[BEGIN RECORDS SUPPLIED]
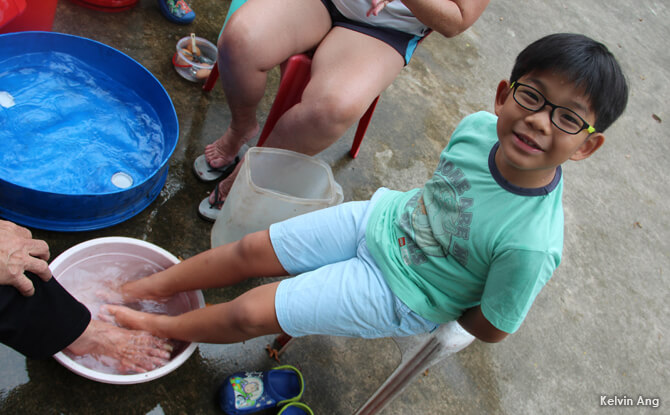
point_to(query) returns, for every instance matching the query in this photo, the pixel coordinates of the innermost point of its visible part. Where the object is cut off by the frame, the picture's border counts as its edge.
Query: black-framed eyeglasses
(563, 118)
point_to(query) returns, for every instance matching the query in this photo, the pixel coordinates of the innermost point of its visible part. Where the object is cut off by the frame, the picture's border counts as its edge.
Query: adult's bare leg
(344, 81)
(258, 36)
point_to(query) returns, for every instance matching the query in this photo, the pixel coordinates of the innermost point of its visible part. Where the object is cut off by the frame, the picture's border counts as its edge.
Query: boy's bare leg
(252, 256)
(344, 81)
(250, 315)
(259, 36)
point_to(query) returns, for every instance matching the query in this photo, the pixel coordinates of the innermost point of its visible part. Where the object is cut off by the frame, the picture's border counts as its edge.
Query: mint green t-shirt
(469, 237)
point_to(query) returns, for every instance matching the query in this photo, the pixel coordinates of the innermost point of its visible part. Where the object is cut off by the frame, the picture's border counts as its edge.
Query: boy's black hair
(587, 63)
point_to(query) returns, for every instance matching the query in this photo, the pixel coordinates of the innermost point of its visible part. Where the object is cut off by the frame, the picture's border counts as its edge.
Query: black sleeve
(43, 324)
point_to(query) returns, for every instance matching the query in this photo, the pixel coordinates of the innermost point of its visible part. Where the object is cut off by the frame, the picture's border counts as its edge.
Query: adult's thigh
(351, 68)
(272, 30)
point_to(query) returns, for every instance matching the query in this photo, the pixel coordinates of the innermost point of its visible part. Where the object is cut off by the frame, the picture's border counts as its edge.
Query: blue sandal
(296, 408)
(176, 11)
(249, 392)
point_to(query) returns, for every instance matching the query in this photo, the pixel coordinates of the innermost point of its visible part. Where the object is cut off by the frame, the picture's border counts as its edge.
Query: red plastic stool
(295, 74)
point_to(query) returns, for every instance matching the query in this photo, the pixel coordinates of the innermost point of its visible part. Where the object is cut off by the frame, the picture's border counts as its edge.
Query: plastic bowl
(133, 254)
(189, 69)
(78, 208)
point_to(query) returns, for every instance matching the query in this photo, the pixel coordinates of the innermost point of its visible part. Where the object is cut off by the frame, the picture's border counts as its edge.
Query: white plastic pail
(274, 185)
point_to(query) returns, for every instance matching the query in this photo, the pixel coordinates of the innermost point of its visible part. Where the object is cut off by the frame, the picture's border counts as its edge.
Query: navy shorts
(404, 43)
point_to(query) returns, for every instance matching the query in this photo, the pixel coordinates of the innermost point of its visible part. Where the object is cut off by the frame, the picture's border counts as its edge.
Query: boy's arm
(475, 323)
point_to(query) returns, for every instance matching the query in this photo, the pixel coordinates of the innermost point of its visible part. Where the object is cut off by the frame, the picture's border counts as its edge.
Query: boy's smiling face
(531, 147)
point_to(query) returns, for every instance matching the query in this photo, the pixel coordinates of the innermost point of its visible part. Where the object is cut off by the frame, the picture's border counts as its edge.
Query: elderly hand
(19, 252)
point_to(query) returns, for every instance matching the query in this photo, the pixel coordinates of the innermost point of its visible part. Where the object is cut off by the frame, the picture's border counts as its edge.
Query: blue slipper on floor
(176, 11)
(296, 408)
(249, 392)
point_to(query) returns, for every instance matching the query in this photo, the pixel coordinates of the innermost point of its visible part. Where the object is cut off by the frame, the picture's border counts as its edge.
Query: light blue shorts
[END RECORDS SUPPLIED]
[BEGIN RECORDS SUPPLIED]
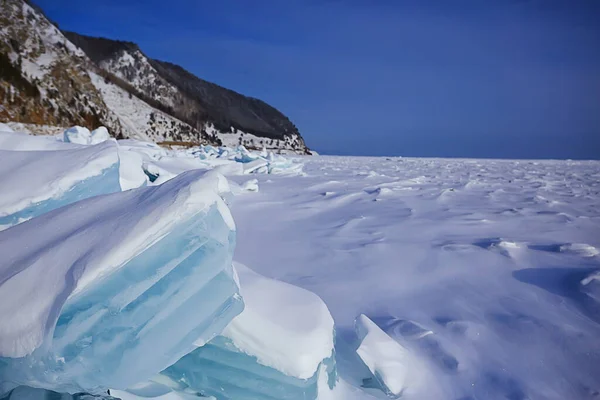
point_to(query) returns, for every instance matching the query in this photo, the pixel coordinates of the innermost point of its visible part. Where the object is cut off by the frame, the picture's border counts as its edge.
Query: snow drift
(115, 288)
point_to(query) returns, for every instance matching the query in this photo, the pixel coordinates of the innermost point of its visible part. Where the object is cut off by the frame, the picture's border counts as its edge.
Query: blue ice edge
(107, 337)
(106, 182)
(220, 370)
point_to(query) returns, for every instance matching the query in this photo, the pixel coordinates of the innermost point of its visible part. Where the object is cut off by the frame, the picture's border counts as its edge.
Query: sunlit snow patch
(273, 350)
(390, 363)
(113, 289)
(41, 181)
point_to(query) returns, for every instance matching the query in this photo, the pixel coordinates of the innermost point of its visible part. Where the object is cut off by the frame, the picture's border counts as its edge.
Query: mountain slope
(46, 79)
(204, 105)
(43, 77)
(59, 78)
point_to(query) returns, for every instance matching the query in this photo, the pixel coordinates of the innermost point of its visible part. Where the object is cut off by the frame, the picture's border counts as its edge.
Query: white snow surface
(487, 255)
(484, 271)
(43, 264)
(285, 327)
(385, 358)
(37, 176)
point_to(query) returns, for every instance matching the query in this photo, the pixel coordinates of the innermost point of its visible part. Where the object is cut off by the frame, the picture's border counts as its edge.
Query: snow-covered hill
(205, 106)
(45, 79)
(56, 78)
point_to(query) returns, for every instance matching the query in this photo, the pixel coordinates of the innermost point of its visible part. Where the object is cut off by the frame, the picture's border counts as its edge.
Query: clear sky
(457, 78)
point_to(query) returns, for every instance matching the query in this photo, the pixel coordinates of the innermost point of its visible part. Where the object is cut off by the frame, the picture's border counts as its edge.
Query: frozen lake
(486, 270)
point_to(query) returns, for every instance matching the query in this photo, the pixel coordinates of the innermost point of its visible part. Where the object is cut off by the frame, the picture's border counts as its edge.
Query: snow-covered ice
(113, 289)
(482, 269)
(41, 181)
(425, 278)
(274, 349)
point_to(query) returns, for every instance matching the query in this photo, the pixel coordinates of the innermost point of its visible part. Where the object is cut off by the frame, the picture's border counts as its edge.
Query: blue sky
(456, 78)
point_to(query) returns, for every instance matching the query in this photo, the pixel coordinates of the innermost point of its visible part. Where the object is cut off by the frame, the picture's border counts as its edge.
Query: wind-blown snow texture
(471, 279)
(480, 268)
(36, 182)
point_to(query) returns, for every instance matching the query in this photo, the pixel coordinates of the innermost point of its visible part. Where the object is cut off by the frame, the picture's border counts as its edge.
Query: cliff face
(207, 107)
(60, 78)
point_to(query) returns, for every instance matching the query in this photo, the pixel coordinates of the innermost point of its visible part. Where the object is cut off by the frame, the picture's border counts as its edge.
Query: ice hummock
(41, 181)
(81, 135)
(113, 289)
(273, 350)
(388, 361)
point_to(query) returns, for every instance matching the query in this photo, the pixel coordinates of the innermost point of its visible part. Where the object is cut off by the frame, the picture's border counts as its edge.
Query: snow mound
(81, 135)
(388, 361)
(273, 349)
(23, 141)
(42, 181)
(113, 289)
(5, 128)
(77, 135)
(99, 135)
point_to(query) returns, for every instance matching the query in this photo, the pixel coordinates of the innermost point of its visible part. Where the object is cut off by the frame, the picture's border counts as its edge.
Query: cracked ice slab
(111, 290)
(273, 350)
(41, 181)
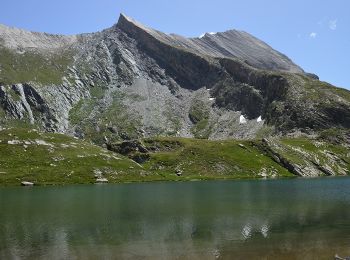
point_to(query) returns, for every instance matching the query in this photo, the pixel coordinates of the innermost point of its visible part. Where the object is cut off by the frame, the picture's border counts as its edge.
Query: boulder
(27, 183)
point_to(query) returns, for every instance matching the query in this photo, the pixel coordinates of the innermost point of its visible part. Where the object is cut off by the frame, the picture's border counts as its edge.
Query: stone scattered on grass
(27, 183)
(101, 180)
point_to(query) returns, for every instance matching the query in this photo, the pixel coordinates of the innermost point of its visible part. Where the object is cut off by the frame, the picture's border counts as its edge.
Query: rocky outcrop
[END RECORDS SUPPLIED]
● **TASK DESCRIPTION**
Pull out each line in the records that contains the string "blue". Treat the match as case-sensitive.

● **ANSWER IN FULL**
Query: blue sandal
Query: blue slipper on floor
Query: light blue shorts
Query: blue ice edge
Query: blue sky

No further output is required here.